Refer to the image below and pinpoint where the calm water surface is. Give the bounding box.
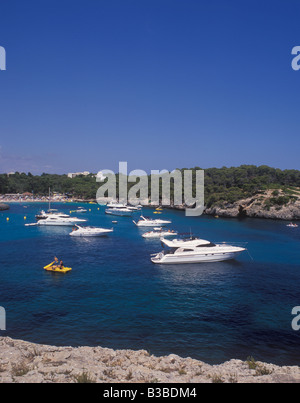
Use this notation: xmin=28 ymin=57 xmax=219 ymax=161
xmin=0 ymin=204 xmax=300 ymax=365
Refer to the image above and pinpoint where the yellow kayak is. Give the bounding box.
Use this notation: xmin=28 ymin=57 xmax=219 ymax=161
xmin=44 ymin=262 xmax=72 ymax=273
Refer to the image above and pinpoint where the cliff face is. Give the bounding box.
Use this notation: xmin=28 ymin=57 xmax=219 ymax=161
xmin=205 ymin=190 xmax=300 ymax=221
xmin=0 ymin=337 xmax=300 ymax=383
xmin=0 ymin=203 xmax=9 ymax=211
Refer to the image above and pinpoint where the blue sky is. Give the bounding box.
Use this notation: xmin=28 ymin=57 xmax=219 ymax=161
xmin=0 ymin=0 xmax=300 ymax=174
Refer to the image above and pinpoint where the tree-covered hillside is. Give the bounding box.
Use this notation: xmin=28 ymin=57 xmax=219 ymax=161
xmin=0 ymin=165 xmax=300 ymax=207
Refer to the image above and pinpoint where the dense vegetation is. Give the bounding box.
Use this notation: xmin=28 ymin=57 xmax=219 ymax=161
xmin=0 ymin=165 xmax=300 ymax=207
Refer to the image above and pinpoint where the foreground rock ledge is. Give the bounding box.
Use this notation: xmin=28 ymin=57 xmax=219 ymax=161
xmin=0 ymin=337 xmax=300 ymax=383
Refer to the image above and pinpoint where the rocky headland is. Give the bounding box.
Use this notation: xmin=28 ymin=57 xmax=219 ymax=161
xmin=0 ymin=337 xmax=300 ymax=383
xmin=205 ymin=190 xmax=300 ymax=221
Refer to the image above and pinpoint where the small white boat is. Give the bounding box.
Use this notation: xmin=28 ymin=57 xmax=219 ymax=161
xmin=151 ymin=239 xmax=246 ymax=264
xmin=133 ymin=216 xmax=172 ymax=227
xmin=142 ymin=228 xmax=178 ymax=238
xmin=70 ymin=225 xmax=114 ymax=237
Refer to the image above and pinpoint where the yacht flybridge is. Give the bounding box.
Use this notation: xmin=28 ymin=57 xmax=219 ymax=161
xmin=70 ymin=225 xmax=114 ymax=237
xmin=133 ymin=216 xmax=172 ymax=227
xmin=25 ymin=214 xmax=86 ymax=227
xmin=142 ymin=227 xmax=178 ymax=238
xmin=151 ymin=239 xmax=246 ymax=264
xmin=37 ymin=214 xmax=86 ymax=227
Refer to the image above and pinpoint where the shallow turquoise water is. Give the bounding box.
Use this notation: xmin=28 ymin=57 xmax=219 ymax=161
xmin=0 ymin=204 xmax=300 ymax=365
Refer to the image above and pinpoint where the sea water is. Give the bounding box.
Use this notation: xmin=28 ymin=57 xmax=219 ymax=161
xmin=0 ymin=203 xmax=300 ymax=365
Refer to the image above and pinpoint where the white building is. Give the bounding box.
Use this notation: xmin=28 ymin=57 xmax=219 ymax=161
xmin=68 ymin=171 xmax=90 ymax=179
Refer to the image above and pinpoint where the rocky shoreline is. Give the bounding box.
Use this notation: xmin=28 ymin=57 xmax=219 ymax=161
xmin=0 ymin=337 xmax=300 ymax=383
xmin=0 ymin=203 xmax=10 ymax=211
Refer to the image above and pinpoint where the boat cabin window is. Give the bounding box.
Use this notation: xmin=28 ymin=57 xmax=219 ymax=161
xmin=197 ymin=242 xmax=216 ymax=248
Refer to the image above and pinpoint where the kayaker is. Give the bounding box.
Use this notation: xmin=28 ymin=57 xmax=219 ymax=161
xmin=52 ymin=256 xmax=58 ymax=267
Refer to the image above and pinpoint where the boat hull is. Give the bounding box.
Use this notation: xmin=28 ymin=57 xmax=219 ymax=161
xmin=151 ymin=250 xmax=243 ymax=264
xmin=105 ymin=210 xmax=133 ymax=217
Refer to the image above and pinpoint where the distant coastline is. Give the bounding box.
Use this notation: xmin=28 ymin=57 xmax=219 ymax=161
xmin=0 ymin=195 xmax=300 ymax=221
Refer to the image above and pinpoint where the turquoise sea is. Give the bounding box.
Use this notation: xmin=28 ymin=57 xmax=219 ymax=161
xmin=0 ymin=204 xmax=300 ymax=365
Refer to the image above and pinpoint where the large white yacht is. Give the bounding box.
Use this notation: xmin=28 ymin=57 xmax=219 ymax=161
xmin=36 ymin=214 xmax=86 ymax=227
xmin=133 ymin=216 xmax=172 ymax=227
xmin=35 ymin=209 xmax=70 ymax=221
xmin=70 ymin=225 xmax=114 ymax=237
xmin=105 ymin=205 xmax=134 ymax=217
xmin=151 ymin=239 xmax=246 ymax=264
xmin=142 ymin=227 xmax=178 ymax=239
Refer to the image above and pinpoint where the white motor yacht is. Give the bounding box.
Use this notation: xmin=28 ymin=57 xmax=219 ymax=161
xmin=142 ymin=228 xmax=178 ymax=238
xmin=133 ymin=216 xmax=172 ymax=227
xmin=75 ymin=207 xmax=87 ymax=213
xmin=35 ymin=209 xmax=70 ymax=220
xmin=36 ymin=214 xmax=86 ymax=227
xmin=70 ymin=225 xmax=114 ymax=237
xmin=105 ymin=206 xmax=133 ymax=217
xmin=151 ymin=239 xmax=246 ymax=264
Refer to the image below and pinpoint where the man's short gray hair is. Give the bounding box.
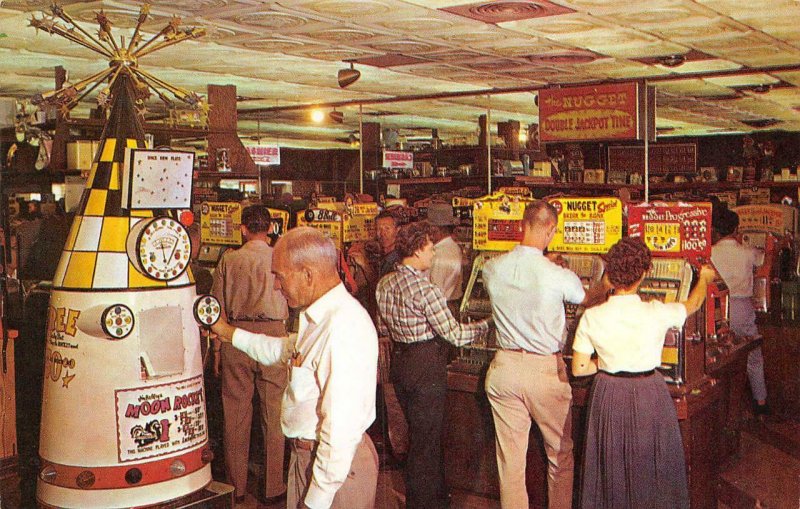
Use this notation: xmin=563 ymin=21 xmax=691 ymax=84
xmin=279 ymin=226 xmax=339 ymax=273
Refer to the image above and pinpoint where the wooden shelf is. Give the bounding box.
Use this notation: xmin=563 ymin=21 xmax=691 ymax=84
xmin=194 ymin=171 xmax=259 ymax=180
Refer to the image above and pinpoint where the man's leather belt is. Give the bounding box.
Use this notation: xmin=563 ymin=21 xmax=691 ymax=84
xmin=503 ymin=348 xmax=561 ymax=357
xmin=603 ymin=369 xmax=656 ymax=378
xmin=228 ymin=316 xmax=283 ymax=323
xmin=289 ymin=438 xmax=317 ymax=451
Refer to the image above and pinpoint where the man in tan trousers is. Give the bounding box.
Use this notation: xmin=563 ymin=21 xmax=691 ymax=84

──────

Reproduce every row above verbatim, omitting the pictures.

Refer to the image below and pinpoint where the calm water surface is. Give the bounding box.
Use this notation: xmin=28 ymin=57 xmax=219 ymax=161
xmin=0 ymin=204 xmax=300 ymax=365
Refer to the image above and pinpoint where the yellow kayak is. Give the bounding box.
Use this notation: xmin=28 ymin=57 xmax=219 ymax=161
xmin=44 ymin=262 xmax=72 ymax=273
Refer to the image above and pinpoint where the cliff face is. Give the bounding box.
Use this notation: xmin=28 ymin=57 xmax=219 ymax=161
xmin=205 ymin=190 xmax=300 ymax=221
xmin=0 ymin=337 xmax=300 ymax=383
xmin=0 ymin=203 xmax=9 ymax=211
Refer to the image above and pinpoint where the blue sky is. Give the bounding box.
Use this notation: xmin=28 ymin=57 xmax=219 ymax=161
xmin=0 ymin=0 xmax=300 ymax=174
Refer to the image above and pinpoint where the tree-covered hillside is. Give the bounding box.
Use this notation: xmin=28 ymin=57 xmax=219 ymax=161
xmin=0 ymin=165 xmax=300 ymax=207
Refer to the image above and pinpoint where the dense vegetation is. Give the bounding box.
Use this notation: xmin=28 ymin=57 xmax=219 ymax=161
xmin=0 ymin=165 xmax=300 ymax=207
Refer to the image above and pinpoint where the foreground rock ledge is. Give the bounding box.
Use this notation: xmin=28 ymin=57 xmax=219 ymax=161
xmin=0 ymin=337 xmax=300 ymax=383
Refer to the image above and pinpoint where the rocky headland is. Give the bounding box.
Use this notation: xmin=28 ymin=57 xmax=219 ymax=161
xmin=0 ymin=337 xmax=300 ymax=383
xmin=205 ymin=190 xmax=300 ymax=221
Refer to the image above and pinpoint where the small white boat is. Give the bounding box.
Use this notation: xmin=28 ymin=57 xmax=219 ymax=161
xmin=151 ymin=239 xmax=246 ymax=264
xmin=133 ymin=216 xmax=172 ymax=227
xmin=142 ymin=228 xmax=178 ymax=238
xmin=70 ymin=225 xmax=114 ymax=237
Refer to the image above and pinpoint where the yacht flybridge is. Give the bounding box.
Use this notation: xmin=28 ymin=57 xmax=219 ymax=161
xmin=70 ymin=225 xmax=114 ymax=237
xmin=133 ymin=216 xmax=172 ymax=227
xmin=25 ymin=214 xmax=86 ymax=227
xmin=142 ymin=227 xmax=178 ymax=238
xmin=151 ymin=239 xmax=246 ymax=264
xmin=37 ymin=214 xmax=86 ymax=227
Refer to the image above and pinpoint where the shallow turquoise water is. Give the bounding box.
Use this notation: xmin=28 ymin=57 xmax=219 ymax=161
xmin=0 ymin=204 xmax=300 ymax=365
Refer to the image above and pinpoint where the sea water is. Give the bounding box.
Use this notation: xmin=28 ymin=57 xmax=219 ymax=161
xmin=0 ymin=203 xmax=300 ymax=365
Refer to the image above and pinpoint where the white building is. Give the bounding box.
Use this notation: xmin=28 ymin=57 xmax=219 ymax=161
xmin=68 ymin=171 xmax=90 ymax=179
Refer to the image above and pinpoint where the rocky shoreline is. Give the bounding box.
Use this notation: xmin=28 ymin=57 xmax=219 ymax=161
xmin=0 ymin=337 xmax=300 ymax=383
xmin=0 ymin=203 xmax=10 ymax=211
Refer to the image above and pinpoint where the boat cabin window is. Give the bounding box.
Use this notation: xmin=28 ymin=57 xmax=219 ymax=161
xmin=197 ymin=242 xmax=216 ymax=248
Refer to the image above and pinpoint where the kayaker is. Give the bounding box.
Use this notation: xmin=28 ymin=57 xmax=219 ymax=161
xmin=52 ymin=256 xmax=58 ymax=267
Refer to the image above and pinpoint where the boat hull is. Give the bounding box.
Use this notation: xmin=28 ymin=57 xmax=219 ymax=161
xmin=151 ymin=250 xmax=243 ymax=264
xmin=105 ymin=210 xmax=133 ymax=217
Refer to the image above and pinpoint where the distant coastline is. Give the bounding box.
Use this notation: xmin=28 ymin=57 xmax=219 ymax=161
xmin=0 ymin=195 xmax=300 ymax=221
Refer to the image above and pinpoint where the turquoise sea is. Give the bounding box.
Use this notation: xmin=28 ymin=57 xmax=219 ymax=161
xmin=0 ymin=204 xmax=300 ymax=365
Refer to the image above and pinpoint where the large white yacht is. Give the bounding box.
Use this notation: xmin=28 ymin=57 xmax=219 ymax=161
xmin=36 ymin=214 xmax=86 ymax=227
xmin=133 ymin=216 xmax=172 ymax=227
xmin=35 ymin=209 xmax=70 ymax=221
xmin=70 ymin=225 xmax=114 ymax=237
xmin=105 ymin=205 xmax=134 ymax=217
xmin=151 ymin=239 xmax=246 ymax=264
xmin=142 ymin=227 xmax=178 ymax=239
Refer to the image above and pinpoint where the white motor yacht is. Give the bounding box.
Use this notation: xmin=28 ymin=57 xmax=219 ymax=161
xmin=142 ymin=228 xmax=178 ymax=238
xmin=133 ymin=216 xmax=172 ymax=227
xmin=75 ymin=207 xmax=87 ymax=213
xmin=35 ymin=209 xmax=70 ymax=220
xmin=36 ymin=214 xmax=86 ymax=227
xmin=70 ymin=225 xmax=114 ymax=237
xmin=105 ymin=206 xmax=133 ymax=217
xmin=151 ymin=239 xmax=246 ymax=264
Refer to the image below and pinpoint where the man's short gray hair is. Give the bounding box.
Use this notation: xmin=563 ymin=21 xmax=691 ymax=84
xmin=279 ymin=226 xmax=339 ymax=273
Refer to the image above and pinpoint where the wooden shelf is. Give the bounding box.
Use this notation: xmin=563 ymin=21 xmax=691 ymax=84
xmin=194 ymin=171 xmax=259 ymax=180
Refer to the image above and pinpoint where the man's leather belt is. Give the bounding box.
Use this notation: xmin=563 ymin=21 xmax=691 ymax=84
xmin=503 ymin=348 xmax=561 ymax=357
xmin=603 ymin=369 xmax=656 ymax=378
xmin=228 ymin=316 xmax=283 ymax=323
xmin=289 ymin=438 xmax=317 ymax=451
Refer to the image above and pinpoint where the man in tan trousers is. Give the bounding box.
Use this notation: xmin=563 ymin=21 xmax=691 ymax=84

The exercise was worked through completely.